### [WHAT YOU NEED TO DO]
A: Duplicate, word for word, the part of the passage on retrovirus spread between cells that opens with the words containing "Previous observations from" and closes with "by viral proteins.".
B: Translate this sentence from the passage on retrovirus spread between cells into Spanish: "Retrovirus-infected cells are more infective than naked viruses."
C: Take the passage on retrovirus spread between cells further, starting right after its final sentence.

[TEXT PROVIDED — start]

Retrovirus-infected cells are more infective than naked viruses. Understanding how retroviruses move directly from cell to cell is important, as infection by this route might shield viruses from the immune response. Now, Sowinski et al. report in Nature Cell Biology that membrane nanotubes can connect T cells and that these tubes can transport HIV-1 from infected to non-infected cells.

 Long membrane tethers — membrane nanotubes — readily form between Jurkat T cells labelled with the membrane dyes DiO (green) and DiD (red). Image kindly provided by Daniel Davis, Imperial College, UK.

Previous observations from the laboratory of Walther Mothes used fluorescence microscopy to show that murine leukaemia virus (MLV), avian leukosis virus and HIV-1 can move from infected to non-infected cells in culture by 'surfing' along the outside of viral cytonemes. Viral cytonemes were formed by long, thin filopodial-membrane projections that extended from the target cell and became tethered to the infected cell by viral proteins.

[TEXT PROVIDED — finish]
[STUDY MATERIAL — start]

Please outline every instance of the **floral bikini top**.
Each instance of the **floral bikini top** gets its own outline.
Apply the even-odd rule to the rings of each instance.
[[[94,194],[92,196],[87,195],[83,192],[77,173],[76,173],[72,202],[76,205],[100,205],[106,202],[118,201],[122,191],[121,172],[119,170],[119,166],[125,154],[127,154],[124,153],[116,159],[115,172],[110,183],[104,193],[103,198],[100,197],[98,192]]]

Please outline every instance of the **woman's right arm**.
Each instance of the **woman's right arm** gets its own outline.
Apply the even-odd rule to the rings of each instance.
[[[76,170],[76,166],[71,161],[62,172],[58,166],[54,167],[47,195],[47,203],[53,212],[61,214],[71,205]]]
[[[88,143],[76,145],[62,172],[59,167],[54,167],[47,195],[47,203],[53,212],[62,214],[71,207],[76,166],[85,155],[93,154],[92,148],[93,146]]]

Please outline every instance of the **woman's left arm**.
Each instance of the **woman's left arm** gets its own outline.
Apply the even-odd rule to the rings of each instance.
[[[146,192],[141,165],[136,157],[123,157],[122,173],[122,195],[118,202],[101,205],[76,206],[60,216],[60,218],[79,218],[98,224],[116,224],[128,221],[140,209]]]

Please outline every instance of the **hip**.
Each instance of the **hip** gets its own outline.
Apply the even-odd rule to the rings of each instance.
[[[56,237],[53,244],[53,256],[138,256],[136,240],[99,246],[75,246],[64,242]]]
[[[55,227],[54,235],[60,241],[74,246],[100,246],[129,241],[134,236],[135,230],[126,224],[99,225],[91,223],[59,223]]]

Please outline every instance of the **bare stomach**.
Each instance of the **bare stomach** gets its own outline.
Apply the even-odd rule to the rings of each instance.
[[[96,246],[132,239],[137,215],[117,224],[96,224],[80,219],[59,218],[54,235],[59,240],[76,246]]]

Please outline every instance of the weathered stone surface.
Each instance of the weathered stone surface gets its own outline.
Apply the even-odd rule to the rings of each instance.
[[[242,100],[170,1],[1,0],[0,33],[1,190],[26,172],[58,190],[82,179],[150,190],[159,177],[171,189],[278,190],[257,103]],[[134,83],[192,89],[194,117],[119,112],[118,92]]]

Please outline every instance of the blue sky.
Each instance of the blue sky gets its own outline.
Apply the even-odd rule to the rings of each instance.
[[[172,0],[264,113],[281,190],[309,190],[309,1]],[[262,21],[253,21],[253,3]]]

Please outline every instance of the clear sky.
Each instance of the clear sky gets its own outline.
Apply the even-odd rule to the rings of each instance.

[STUDY MATERIAL — finish]

### [RESPONSES FOR EACH TASK]
A:
Previous observations from the laboratory of Walther Mothes used fluorescence microscopy to show that murine leukaemia virus (MLV), avian leukosis virus and HIV-1 can move from infected to non-infected cells in culture by 'surfing' along the outside of viral cytonemes. Viral cytonemes were formed by long, thin filopodial-membrane projections that extended from the target cell and became tethered to the infected cell by viral proteins.

B: Las células infectadas por retrovirus son más infecciosas que los virus desnudos.

C:
Using confocal laser scanning microscopy, Sowinski and colleagues observed that numerous nanotubes connect fluorescently labelled cultured T cells. These nanotubes were different to viral cytonemes, as they formed independently of viral proteins through cells coming into contact and moving apart. Nanotubes were 5–10 times longer than the cytonemes that MLV used to surf from cell to cell and extended to more than 100 μm. By surrounding T cells with an extracellular matrix, Sowinski et al. simulated the environment of a mammalian tissue. Nanotubes were readily formed under these conditions, and intriguingly some of them were curved and able to negotiate obstacles in the matrix to connect different T cells.

Labelled cell-membrane proteins of different T cells did not intermix along nanotubes, but instead revealed a dynamic junction that moved along the nanotubes. Cytosolic green fluorescent protein also flowed into nanotubes, but the junction prevented it from entering the adjoining T cell. Unlike the nanotubes that connect myeloid cells, T-cell nanotubes did not transport a calcium signal between cells, and the authors instead investigated whether HIV-1 could spread using nanotubes.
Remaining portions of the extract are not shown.